> _What is required_
Restate the records underneath, keeping each one exactly the same.

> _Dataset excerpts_
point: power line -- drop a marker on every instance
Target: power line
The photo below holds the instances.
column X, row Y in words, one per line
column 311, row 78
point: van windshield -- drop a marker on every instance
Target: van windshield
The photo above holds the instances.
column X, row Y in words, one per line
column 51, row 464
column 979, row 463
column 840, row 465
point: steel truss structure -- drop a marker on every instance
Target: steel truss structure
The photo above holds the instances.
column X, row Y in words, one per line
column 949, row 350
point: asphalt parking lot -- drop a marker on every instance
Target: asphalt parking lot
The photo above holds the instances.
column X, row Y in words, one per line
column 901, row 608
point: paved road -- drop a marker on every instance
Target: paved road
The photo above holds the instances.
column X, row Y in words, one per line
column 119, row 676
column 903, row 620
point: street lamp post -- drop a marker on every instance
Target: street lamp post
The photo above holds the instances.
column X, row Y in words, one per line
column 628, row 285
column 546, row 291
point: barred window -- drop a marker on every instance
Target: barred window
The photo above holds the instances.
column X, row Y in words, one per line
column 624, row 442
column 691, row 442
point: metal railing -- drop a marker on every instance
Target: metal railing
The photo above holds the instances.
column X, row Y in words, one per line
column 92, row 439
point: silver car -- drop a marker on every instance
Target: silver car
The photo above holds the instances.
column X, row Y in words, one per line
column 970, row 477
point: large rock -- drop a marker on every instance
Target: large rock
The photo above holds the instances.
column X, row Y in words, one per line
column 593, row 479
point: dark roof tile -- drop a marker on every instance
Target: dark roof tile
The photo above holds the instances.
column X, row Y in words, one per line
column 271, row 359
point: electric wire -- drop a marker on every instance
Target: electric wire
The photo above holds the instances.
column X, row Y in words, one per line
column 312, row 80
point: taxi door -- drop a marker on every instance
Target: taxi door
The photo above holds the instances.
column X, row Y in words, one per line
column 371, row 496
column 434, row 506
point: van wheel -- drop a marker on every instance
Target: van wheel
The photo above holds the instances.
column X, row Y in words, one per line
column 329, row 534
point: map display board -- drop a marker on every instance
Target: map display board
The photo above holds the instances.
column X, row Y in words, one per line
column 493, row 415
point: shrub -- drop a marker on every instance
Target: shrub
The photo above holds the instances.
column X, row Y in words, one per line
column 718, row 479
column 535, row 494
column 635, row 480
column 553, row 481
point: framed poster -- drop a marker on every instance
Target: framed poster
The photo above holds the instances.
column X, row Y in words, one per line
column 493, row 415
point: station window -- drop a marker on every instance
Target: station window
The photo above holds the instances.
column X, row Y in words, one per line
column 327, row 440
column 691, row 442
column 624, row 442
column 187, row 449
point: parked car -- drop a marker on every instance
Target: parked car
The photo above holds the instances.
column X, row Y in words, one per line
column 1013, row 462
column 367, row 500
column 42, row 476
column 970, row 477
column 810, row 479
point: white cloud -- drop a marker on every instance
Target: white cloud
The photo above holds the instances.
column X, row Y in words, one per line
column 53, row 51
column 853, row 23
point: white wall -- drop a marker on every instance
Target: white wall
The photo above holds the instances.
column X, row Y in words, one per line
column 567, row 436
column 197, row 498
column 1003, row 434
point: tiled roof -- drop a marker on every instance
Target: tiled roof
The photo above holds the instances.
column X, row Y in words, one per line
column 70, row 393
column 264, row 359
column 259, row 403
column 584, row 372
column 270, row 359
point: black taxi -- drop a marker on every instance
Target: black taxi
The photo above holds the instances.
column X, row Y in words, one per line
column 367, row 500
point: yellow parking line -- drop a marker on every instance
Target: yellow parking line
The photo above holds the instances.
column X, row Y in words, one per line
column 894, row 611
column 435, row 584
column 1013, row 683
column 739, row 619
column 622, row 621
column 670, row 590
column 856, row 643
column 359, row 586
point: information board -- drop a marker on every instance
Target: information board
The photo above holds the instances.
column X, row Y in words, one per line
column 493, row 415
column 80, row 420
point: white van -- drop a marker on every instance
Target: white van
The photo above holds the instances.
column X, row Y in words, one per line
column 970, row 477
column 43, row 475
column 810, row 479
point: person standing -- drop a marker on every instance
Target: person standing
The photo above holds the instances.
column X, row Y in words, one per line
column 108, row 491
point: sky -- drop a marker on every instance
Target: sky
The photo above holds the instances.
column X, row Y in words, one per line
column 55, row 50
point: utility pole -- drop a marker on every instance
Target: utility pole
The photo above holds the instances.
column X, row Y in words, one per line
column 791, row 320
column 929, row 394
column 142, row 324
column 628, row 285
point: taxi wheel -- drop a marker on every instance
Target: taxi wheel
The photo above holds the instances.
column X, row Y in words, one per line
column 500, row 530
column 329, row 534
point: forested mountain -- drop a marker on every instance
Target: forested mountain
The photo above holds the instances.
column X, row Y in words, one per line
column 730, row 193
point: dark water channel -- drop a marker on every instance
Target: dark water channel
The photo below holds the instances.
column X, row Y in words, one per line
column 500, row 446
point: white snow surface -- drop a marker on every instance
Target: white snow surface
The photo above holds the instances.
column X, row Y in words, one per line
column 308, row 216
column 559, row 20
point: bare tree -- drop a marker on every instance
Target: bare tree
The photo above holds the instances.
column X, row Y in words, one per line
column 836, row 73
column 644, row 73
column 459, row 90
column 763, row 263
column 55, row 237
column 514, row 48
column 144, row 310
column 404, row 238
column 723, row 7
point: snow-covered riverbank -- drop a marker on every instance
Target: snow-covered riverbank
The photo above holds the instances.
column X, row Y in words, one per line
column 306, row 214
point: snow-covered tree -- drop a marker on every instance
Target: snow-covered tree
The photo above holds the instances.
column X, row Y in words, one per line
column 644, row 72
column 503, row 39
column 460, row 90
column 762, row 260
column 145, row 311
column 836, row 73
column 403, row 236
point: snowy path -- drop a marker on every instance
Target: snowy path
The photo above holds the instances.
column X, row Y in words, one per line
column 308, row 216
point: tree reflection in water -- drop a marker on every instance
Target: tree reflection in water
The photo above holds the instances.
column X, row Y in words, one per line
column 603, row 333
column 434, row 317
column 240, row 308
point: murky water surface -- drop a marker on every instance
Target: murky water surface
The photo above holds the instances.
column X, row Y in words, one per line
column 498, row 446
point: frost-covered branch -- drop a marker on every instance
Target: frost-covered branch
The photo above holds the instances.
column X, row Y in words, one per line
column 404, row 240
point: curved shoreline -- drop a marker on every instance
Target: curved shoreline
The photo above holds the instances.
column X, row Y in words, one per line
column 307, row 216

> _Completed exercise_
point: power line -- drop a marker on every instance
Target: power line
The photo below holds the instances.
column X, row Y in words, one per line
column 311, row 78
point: van windshield -- drop a marker on every instance
Target: van windshield
The photo above holds the instances.
column X, row Y in words, one per line
column 51, row 464
column 979, row 463
column 840, row 465
point: steel truss structure -- drop a marker on every instance
Target: steel truss structure
The photo above holds the instances.
column X, row Y in words, one per line
column 949, row 350
point: asphalt parking lot -- drop a marker on every instance
Target: asphalt parking lot
The photo above holds the instances.
column X, row Y in words, one per line
column 901, row 608
point: paved road -- drop a marker on every instance
Target: paved road
The photo above holds the instances.
column X, row Y in words, one per line
column 119, row 676
column 903, row 620
point: street lamp post -- drop a marker on every instance
Target: street lamp post
The photo above holds the instances.
column X, row Y in words, one per line
column 628, row 285
column 546, row 291
point: barred window -- drop a marker on every instance
Target: barred window
The photo above holds the instances.
column X, row Y in words, one per line
column 624, row 442
column 691, row 442
point: metal railing -- drop a marker on every instance
Target: metal railing
The photo above holds the instances.
column X, row Y in words, one per line
column 92, row 439
point: silver car -- drop a marker on every instance
Target: silver car
The photo above holds the instances.
column X, row Y in words, one per line
column 970, row 477
point: large rock -- drop a marker on every instance
Target: large rock
The photo above holds the instances.
column X, row Y in words, one per line
column 593, row 479
point: dark roof tile -- drop a marker on every instance
Target: dark roof tile
The photo above holds the instances.
column X, row Y in words, one per line
column 271, row 359
point: electric wire -- drop a marker on every instance
Target: electric wire
The photo above holds the instances.
column X, row Y in words, one per line
column 312, row 80
point: taxi door -- drop a marker on every instance
Target: taxi door
The photo above holds the instances.
column X, row Y in words, one per line
column 371, row 496
column 434, row 506
point: van wheel -- drop a marker on every instance
Target: van wheel
The photo above holds the instances.
column X, row Y in words, one per line
column 329, row 534
point: map display board -- drop a marker on every instance
Target: map display board
The photo above holds the instances.
column X, row Y in words, one per line
column 493, row 415
point: shrub -- drop a marker on every instance
Target: shrub
The photo above holds the instances.
column X, row Y in words, one per line
column 718, row 479
column 535, row 494
column 635, row 480
column 553, row 481
point: framed poster -- drop a marker on every instance
Target: framed poster
The photo above holds the instances.
column X, row Y in words, one per line
column 493, row 415
point: station window -- drop a marker on every instance
Target: station window
The photo above holds the instances.
column X, row Y in words, one per line
column 327, row 440
column 691, row 442
column 624, row 442
column 187, row 449
point: parked car -- drop a marker on every instance
Target: parked car
The photo above holds the instances.
column X, row Y in words, one per line
column 1013, row 462
column 367, row 500
column 42, row 476
column 970, row 477
column 810, row 479
point: white cloud -- drop a marker on every instance
Target: white cloud
The photo above holds the instances.
column X, row Y in words, one per line
column 53, row 51
column 853, row 23
point: white wall -- drop a marker on every instance
Target: white wall
The photo above holds the instances.
column X, row Y in words, one per line
column 567, row 436
column 197, row 498
column 1003, row 434
point: tiled roof -- drop a marker on every instance
Target: tiled roof
The photo above holds the instances.
column X, row Y in words, one per line
column 70, row 393
column 264, row 359
column 259, row 403
column 584, row 372
column 270, row 359
point: black taxi -- drop a marker on every instance
Target: black taxi
The photo above holds the instances.
column X, row Y in words, one per line
column 367, row 500
point: yellow parking line -- drop a marker on every instance
Target: yellow parking line
The photo above holds the instances.
column X, row Y in words, one per line
column 894, row 611
column 435, row 584
column 1013, row 683
column 739, row 619
column 622, row 621
column 670, row 590
column 856, row 643
column 359, row 586
point: information board -- drop a marker on every instance
Target: information board
The photo above holds the instances.
column X, row Y in words, one per line
column 493, row 415
column 80, row 420
point: white van -- drop a marker on every instance
Target: white van
The photo above holds the instances.
column X, row Y in words, one per line
column 970, row 477
column 43, row 475
column 810, row 479
point: person standing -- drop a marker on every instance
Target: person standing
The photo above holds the instances.
column X, row Y in words, one per line
column 108, row 491
point: sky -- drop a marker on every instance
Target: sky
The photo above holds the instances.
column X, row Y in words, one per line
column 55, row 50
point: utility pole -- drop a marker on every instance
Target: utility pole
The photo above holds the instances.
column X, row Y in words, one per line
column 791, row 320
column 929, row 394
column 142, row 324
column 628, row 285
point: taxi wheel -- drop a marker on every instance
Target: taxi wheel
The photo above holds the instances.
column X, row Y in words, one per line
column 500, row 530
column 329, row 534
point: forested mountain -- drop a marker on every instance
Target: forested mountain
The photo above holds the instances.
column X, row Y in words, one per line
column 730, row 193
point: dark water channel -- drop a marker on every instance
Target: dark water channel
The photo below holds the instances.
column X, row Y in words, one per line
column 500, row 446
point: white snow surface -- drop a marker on every instance
Target: white snow surface
The photo above holds the instances.
column X, row Y in words, one per line
column 308, row 216
column 559, row 20
point: bare tree -- drop a marker on every instance
Target: bare tree
The photo above holds the instances.
column X, row Y in words, one per line
column 836, row 73
column 644, row 73
column 459, row 90
column 763, row 263
column 55, row 237
column 514, row 48
column 144, row 310
column 404, row 238
column 723, row 7
point: snow-covered riverbank -- drop a marker on every instance
Target: snow-covered riverbank
The photo above holds the instances.
column X, row Y in words, one per line
column 306, row 214
point: snow-covered tree -- drop a marker on every instance
Target: snow-covered tree
The photo above holds the instances.
column X, row Y in words, one per line
column 644, row 72
column 503, row 39
column 460, row 90
column 762, row 260
column 145, row 311
column 836, row 73
column 403, row 236
point: snowy path -- drop a marker on every instance
Target: snowy path
The photo above holds the instances.
column X, row Y in words, one per line
column 308, row 216
point: tree reflection in water -- drop a marker on every instance
Target: tree reflection in water
The photo above holds the instances.
column X, row Y in words, one per line
column 603, row 333
column 434, row 317
column 240, row 308
point: murky water surface -- drop a marker on every instance
Target: murky water surface
The photo above holds the instances.
column X, row Y in words, one per line
column 498, row 446
point: frost-covered branch -- drop a marker on every instance
Target: frost-covered branch
The photo above holds the instances.
column X, row Y in words, one per line
column 404, row 240
point: curved shoreline -- drop a marker on every instance
Target: curved shoreline
The photo above holds the instances.
column X, row Y in words, one per line
column 307, row 216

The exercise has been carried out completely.